---------- Supplied data ----------
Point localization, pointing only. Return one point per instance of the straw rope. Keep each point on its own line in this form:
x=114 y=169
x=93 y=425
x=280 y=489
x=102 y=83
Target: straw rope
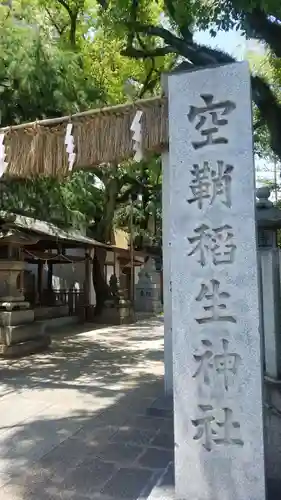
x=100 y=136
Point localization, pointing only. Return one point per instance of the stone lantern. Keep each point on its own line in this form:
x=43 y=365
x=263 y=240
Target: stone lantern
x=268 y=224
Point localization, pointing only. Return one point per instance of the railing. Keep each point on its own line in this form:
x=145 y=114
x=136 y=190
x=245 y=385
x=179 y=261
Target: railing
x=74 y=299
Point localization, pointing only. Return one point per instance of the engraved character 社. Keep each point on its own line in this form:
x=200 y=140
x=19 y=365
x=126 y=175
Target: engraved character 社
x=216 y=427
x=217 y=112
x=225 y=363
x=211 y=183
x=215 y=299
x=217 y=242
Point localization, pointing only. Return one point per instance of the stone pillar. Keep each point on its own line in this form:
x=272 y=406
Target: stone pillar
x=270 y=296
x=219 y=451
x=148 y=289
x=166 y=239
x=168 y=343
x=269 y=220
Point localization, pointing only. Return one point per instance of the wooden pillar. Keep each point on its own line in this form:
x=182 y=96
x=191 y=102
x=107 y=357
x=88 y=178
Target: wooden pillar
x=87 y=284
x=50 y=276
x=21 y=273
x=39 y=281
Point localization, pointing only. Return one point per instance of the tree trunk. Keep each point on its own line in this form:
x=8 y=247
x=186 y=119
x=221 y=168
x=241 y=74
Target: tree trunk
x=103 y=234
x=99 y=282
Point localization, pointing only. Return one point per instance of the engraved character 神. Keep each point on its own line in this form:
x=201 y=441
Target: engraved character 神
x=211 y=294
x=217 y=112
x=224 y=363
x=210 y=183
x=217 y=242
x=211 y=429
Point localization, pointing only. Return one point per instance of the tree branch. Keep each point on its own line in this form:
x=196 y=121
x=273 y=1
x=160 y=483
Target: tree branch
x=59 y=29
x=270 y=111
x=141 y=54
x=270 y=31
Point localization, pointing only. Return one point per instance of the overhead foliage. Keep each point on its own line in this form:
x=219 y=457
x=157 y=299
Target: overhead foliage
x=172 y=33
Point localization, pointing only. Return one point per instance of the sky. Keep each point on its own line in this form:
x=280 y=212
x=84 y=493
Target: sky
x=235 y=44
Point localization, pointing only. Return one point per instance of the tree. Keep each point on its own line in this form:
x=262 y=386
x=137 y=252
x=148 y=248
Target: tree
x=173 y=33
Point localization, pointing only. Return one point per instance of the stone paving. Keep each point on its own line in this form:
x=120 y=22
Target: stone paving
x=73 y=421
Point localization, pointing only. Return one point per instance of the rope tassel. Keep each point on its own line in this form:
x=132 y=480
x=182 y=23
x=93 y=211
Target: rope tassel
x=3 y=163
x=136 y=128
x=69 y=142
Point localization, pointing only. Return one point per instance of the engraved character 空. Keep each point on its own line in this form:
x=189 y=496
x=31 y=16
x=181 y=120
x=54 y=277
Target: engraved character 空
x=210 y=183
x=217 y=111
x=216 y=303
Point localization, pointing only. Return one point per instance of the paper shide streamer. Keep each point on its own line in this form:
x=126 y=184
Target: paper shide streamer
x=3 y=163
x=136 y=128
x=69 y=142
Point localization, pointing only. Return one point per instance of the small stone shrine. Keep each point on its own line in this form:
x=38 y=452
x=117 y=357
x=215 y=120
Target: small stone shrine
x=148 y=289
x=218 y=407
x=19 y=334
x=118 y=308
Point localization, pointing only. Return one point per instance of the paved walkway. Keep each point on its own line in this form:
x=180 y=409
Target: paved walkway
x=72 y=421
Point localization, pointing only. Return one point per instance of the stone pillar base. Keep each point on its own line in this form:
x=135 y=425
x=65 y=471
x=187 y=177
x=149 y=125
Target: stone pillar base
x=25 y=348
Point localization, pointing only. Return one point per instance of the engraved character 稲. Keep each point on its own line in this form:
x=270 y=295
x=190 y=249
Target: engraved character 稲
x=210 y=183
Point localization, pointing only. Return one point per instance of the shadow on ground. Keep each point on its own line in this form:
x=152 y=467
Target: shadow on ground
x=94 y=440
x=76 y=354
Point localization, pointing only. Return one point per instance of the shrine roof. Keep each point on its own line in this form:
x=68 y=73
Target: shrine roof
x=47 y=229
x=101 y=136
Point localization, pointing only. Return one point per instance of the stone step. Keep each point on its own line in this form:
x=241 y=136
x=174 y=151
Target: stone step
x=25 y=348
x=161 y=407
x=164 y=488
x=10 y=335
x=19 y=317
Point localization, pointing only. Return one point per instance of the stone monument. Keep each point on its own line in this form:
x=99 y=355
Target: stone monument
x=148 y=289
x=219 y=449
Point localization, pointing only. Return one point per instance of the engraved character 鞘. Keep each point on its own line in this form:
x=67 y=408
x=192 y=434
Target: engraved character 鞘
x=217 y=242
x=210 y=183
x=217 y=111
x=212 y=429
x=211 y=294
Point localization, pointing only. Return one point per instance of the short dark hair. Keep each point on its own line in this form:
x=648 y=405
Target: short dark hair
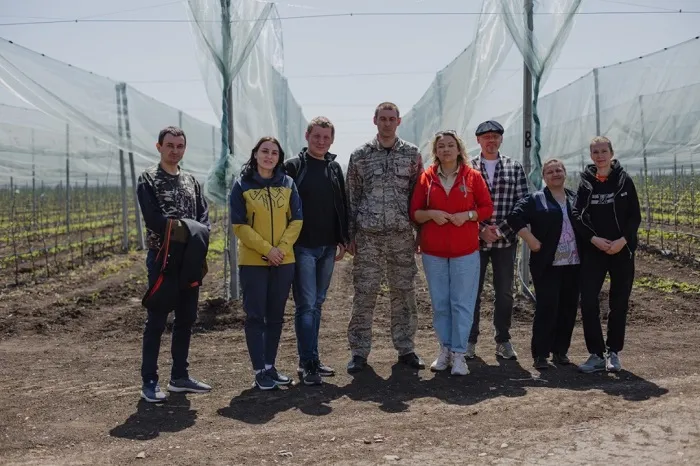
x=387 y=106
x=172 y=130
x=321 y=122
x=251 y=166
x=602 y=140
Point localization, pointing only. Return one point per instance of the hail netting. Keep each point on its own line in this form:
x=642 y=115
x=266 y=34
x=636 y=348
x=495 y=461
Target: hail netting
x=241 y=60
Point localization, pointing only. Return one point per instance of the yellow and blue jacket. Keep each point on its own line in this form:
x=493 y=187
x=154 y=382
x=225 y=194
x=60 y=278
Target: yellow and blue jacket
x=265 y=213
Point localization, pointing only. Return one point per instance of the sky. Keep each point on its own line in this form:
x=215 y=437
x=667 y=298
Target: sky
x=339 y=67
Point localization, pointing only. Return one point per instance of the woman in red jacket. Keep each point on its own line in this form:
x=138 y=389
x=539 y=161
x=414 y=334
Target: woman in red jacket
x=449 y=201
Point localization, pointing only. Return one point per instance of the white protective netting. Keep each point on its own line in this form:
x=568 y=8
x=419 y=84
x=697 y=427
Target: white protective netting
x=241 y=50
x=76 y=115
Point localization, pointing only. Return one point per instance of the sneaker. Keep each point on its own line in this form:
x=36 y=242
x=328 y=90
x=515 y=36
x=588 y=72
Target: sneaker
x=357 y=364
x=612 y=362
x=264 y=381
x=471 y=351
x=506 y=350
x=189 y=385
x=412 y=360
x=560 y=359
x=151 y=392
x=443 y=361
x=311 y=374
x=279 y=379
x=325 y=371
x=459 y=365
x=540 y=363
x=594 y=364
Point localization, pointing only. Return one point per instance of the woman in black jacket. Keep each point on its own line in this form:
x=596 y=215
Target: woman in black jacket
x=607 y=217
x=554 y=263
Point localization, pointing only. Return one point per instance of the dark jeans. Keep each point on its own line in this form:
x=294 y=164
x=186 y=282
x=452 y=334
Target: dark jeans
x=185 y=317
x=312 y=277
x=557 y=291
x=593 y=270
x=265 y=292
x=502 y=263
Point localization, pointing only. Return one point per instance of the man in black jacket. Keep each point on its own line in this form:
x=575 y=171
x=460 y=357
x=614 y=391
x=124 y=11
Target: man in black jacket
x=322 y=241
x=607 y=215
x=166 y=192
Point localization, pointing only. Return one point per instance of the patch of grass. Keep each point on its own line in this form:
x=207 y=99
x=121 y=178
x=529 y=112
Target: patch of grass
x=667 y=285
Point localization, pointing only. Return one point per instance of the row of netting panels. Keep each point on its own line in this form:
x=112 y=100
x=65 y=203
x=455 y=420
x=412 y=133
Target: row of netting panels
----------
**What needs to be done:** From the line that contains "in red jacket." down to the last line of the listing above, repeat each line exactly, and include nothing else.

**Right answer:**
Point localization, pointing only. Return one point per instance of the woman in red jacket. Keep each point on its own line in this form:
x=138 y=389
x=539 y=161
x=414 y=334
Target: woman in red jacket
x=449 y=201
Point localization, pointing only. Return one point per instance of the white protective netting. Keep each point on its own line in this form:
x=568 y=8
x=419 y=84
x=697 y=427
Target: white protective netting
x=241 y=50
x=76 y=115
Point localization, pointing only. Return one point per instance of the sneaker. Keep each point on its own line in this form:
x=36 y=242
x=328 y=90
x=515 y=36
x=588 y=72
Target: sneaker
x=357 y=364
x=612 y=362
x=264 y=381
x=471 y=351
x=506 y=350
x=189 y=385
x=412 y=360
x=560 y=359
x=151 y=392
x=443 y=361
x=311 y=374
x=279 y=379
x=325 y=371
x=459 y=365
x=540 y=363
x=594 y=364
Point localization, pointing only. Return one point per instance of the woman in black jacket. Keep each point on its own line in this form:
x=596 y=215
Target: woman in black jacket
x=607 y=217
x=554 y=263
Point localization, pointing only. Return one point per instance of the dark jeans. Keep each point on its own line in this form:
x=294 y=164
x=186 y=282
x=452 y=334
Target: dark jeans
x=185 y=317
x=312 y=277
x=557 y=291
x=593 y=270
x=265 y=292
x=502 y=263
Point localization, pointing only. Return one point per instance of the man in black jacket. Keep each point on its own line in this form:
x=575 y=171
x=460 y=357
x=614 y=391
x=124 y=11
Target: man in black jacket
x=322 y=241
x=607 y=215
x=166 y=192
Point localization, pointing only. Return one point per instance of the patch of grass. Keep each point on its own line in this form:
x=207 y=99
x=121 y=178
x=529 y=112
Target: patch of grass
x=667 y=285
Point localization, pointing only. Return one point per instance of the row of netting panels. Keep each point on its own line in this form:
x=112 y=100
x=65 y=203
x=455 y=420
x=412 y=133
Target: row of netting panels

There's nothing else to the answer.